> Given task: Edit the material below so that every "pixel coordinates" reads "pixel positions", leaving everything else unchanged. Omit the pictures from your answer.

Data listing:
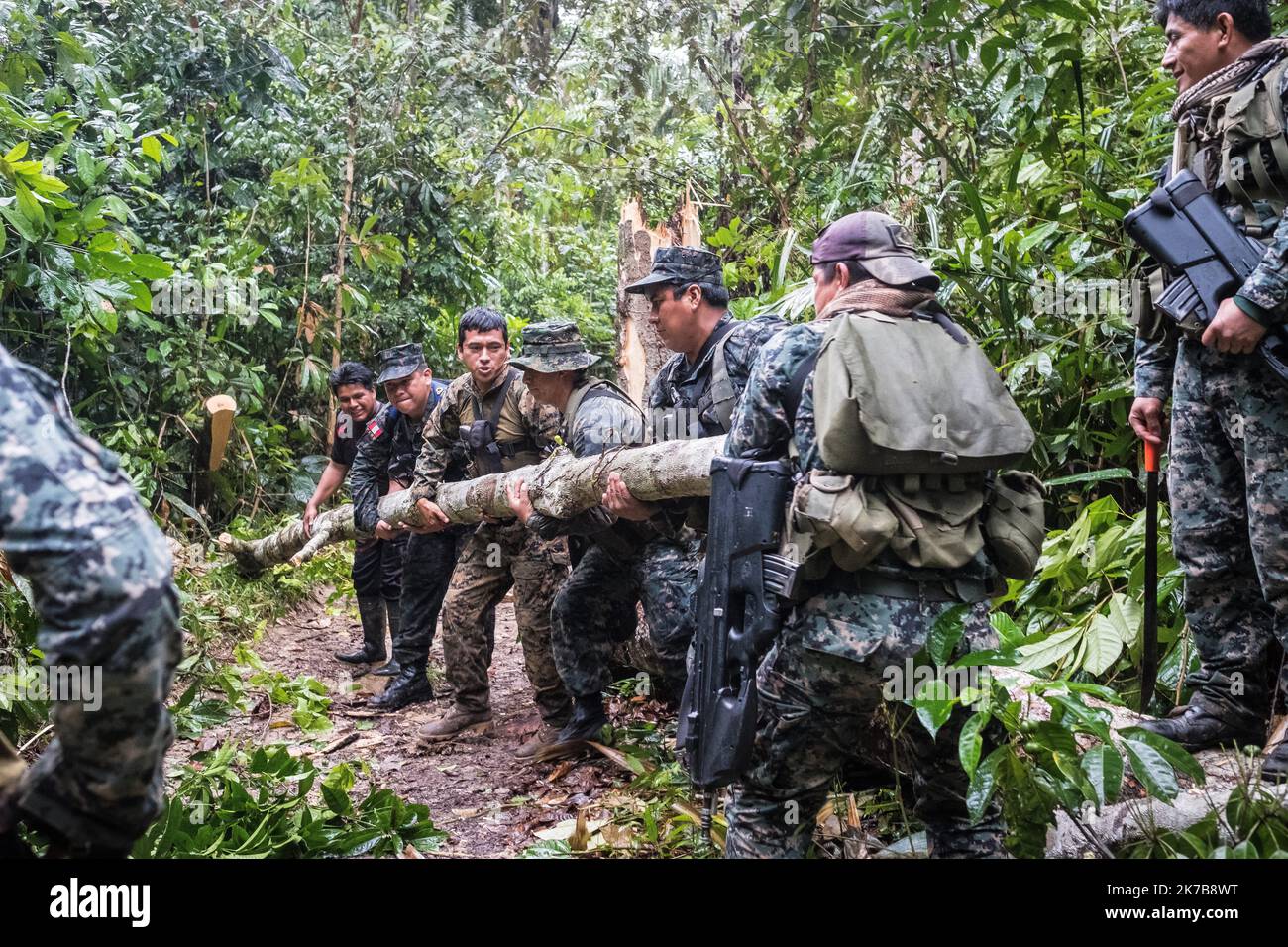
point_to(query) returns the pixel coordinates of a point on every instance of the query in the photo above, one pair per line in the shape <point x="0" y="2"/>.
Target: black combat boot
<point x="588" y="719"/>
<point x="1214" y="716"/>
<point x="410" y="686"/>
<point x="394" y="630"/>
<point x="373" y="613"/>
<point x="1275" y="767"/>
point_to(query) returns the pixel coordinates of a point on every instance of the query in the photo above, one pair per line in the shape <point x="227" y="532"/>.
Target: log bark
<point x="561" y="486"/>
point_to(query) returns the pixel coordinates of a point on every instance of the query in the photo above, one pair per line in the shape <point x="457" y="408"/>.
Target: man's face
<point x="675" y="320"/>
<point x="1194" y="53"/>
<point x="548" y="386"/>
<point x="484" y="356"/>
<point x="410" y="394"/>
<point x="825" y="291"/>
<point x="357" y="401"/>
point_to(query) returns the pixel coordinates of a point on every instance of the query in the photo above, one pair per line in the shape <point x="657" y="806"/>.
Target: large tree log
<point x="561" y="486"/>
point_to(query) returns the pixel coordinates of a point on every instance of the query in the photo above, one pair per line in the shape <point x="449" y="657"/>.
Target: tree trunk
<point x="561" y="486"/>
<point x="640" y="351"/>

> The reply:
point_to(query) returns the pixel positions of a point on every instance of the query in the photo above, one pair per line in the shape <point x="0" y="2"/>.
Target: black combat boot
<point x="588" y="719"/>
<point x="1214" y="716"/>
<point x="410" y="686"/>
<point x="394" y="630"/>
<point x="373" y="613"/>
<point x="1275" y="767"/>
point_to(query) returns the pixel positions of a point on every instance of the query in the photo above, one pair per line in the shape <point x="227" y="532"/>.
Target: log bark
<point x="561" y="486"/>
point_to(query) returns the pixel positions of a point on every instance of the query in the photo above, one pair per line in the shape <point x="457" y="408"/>.
Target: man's face
<point x="675" y="320"/>
<point x="1194" y="53"/>
<point x="548" y="386"/>
<point x="484" y="356"/>
<point x="410" y="394"/>
<point x="825" y="291"/>
<point x="357" y="401"/>
point_to(query) returns the pixel positions of a point on every instance of the query in the photo above, one pair per line in the shape <point x="657" y="806"/>.
Target: large tree log
<point x="561" y="486"/>
point_to(query) returns the pixel positions of a point on every instance of the query in the photo above, one pair per line in the shape <point x="449" y="657"/>.
Target: tree trunk
<point x="561" y="486"/>
<point x="640" y="351"/>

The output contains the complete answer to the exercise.